Hurst & Hurst (No 2)
[2017] FamCA 770
•27 September 2017
FAMILY COURT OF AUSTRALIA
| HURST & HURST (NO. 2) | [2017] FamCA 770 |
| FAMILY LAW – COSTS – Where the husband makes an application for costs against the wife and the wife’s solicitor – Where the trial proceeded on the basis of a significant dispute as to the sale process – Where the entire trial took only a few hours – Where the court was not persuaded that a costs order against the wife should be made – Where the court was not persuaded that the wife’s solicitor’s conduct in lodging a caveat over the Suburb C property without notice was improper – Where the court was not taken to any evidence of prejudice suffered by the husband as a result of the presence of the caveat – Where the application for costs is dismissed. |
| Family Law Act 1975 (Cth) Family Law Rules 2004 (Cth) |
| Cachia v Hanes (1994) 179 CLR 403 Fitzgerald (as child representative for A (Legal Aid Commission of Tasmania)) v Fish and Another (2005) 33 FamLR 123 Oscar & Traynor [2008] FamCAFC 158 Penfold v Penfold [1980] HCA 4; (1980) 144 CLR 311 Stephens v Stephens [2010] FamCAFC 172; (2010) 44 FamLR 117 |
| APPLICANT: | Ms Hurst |
| RESPONDENT: | Mr Hurst |
| FILE NUMBER: | BRC | 6748 | of | 2016 |
| DATE DELIVERED: | 27 September 2017 |
| PLACE DELIVERED: | Brisbane |
| PLACE HEARD: | Brisbane |
| JUDGMENT OF: | Carew J |
| HEARING DATE: | In chambers |
REPRESENTATION
| SOLICITOR FOR THE APPLICANT: | D M Wright & Associates |
| FOR THE RESPONDENT: | Self-represented |
Order
The husband’s application for costs against the wife and the wife’s solicitor is dismissed.
Note: The form of the order is subject to the entry of the order in the Court’s records.
IT IS NOTED that publication of this judgment by this Court under the pseudonym Hurst & Hurst (No. 2) has been approved by the Chief Justice pursuant to s 121(9)(g) of the Family Law Act 1975 (Cth).
Note: This copy of the Court’s Reasons for Judgment may be subject to review to remedy minor typographical or grammatical errors (r 17.02A(b) of the Family Law Rules 2004 (Cth)), or to record a variation to the order pursuant to r 17.02 Family Law Rules 2004 (Cth).
| FAMILY COURT OF AUSTRALIA AT BRISBANE |
FILE NUMBER: BRC 6748 of 2016
| Ms Hurst |
Applicant
And
| Mr Hurst |
Respondent
REASONS FOR JUDGMENT
This is an application for costs arising out of a trial heard by me on 22 May 2017 with judgment delivered on 7 July 2017.
Included in the order made on 7 July were the following provisions:
17. In the event that the parties are unable to agree in writing within 21 days of today what costs Order, if any, might be made regarding the costs of and incidental to the property proceedings:
(a) Each party file within a further 14 days written submissions in respect of that issue; and
(b) Unless either party otherwise therein contends to the contrary, that issue be determined in chambers without the necessity of further appearance by either party.

● ● ●

Problems ▸
• a. Decide whether each statement agrees with the court judgment above, answering yes or no and quoting the words that settle it: (i) the husband's application for costs was dismissed; (ii) the husband had a solicitor representing him; (iii) the trial was heard on 7 July 2017.
• b. Using the court judgment above, answer these:
(i) In which city was the judgment delivered?
(ii) What firm acted as solicitor for the applicant?
(iii) Under the order of 7 July, how long did each party have to file written submissions on costs after the period for written agreement ran out?
Rely only on the court judgment, with no outside knowledge.

● ● ●

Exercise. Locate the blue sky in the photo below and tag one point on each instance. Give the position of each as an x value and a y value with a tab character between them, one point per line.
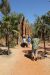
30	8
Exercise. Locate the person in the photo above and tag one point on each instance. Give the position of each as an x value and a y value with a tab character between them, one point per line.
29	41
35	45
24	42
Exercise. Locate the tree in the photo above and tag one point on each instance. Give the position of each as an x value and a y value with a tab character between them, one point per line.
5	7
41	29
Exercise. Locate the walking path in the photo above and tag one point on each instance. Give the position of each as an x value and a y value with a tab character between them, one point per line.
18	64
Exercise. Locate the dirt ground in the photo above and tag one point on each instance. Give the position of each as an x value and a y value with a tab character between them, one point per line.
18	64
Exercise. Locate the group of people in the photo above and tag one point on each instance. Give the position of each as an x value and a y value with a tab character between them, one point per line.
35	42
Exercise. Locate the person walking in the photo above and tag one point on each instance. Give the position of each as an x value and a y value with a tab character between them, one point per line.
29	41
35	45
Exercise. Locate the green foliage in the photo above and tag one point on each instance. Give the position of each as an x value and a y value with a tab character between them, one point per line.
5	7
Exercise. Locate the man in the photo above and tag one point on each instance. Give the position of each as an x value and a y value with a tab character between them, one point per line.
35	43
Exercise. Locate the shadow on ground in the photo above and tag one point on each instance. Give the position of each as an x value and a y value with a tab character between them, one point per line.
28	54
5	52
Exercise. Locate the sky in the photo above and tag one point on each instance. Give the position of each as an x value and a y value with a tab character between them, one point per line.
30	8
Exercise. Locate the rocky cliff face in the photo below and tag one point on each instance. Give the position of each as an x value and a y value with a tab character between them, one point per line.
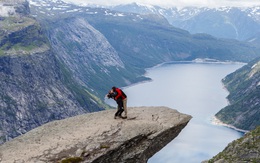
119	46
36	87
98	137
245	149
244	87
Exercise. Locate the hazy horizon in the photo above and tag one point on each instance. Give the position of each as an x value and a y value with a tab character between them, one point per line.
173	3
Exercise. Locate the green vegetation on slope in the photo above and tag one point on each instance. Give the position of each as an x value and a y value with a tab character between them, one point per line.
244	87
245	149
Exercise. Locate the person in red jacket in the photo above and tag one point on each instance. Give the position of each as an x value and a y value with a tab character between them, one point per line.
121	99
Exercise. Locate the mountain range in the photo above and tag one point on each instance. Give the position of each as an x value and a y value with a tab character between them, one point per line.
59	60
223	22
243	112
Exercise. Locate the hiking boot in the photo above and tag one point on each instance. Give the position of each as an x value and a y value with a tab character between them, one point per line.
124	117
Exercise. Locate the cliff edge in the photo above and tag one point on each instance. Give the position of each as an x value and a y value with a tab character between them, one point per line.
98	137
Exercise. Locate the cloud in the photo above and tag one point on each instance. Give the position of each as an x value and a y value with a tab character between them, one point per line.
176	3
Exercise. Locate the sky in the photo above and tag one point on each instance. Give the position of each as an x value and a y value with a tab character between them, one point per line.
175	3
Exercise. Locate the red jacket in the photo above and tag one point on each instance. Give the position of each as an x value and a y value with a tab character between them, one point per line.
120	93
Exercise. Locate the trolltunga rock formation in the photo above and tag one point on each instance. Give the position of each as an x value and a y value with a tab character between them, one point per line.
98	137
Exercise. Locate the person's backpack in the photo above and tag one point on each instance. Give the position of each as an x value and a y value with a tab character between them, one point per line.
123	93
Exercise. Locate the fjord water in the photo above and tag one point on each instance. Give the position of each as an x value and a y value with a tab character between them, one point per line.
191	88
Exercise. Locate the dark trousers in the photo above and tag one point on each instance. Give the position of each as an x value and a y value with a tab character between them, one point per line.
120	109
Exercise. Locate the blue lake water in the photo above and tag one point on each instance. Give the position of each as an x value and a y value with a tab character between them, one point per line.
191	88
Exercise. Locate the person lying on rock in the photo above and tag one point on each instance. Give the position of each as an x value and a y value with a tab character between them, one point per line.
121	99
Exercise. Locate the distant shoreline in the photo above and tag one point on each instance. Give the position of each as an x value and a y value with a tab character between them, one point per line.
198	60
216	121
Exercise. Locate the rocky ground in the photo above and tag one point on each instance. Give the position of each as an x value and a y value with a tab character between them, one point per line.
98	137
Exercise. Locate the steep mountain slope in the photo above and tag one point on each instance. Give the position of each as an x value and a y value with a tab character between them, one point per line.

● ● ●

Task-by-task answers ▸
• a.
(i) Yes: "The husband’s application for costs against the wife and the wife’s solicitor is dismissed."
(ii) No: "FOR THE RESPONDENT: | Self-represented"
(iii) No: "a trial heard by me on 22 May 2017 with judgment delivered on 7 July 2017"

• b.
(i) Brisbane
(ii) D M Wright & Associates
(iii) A further 14 days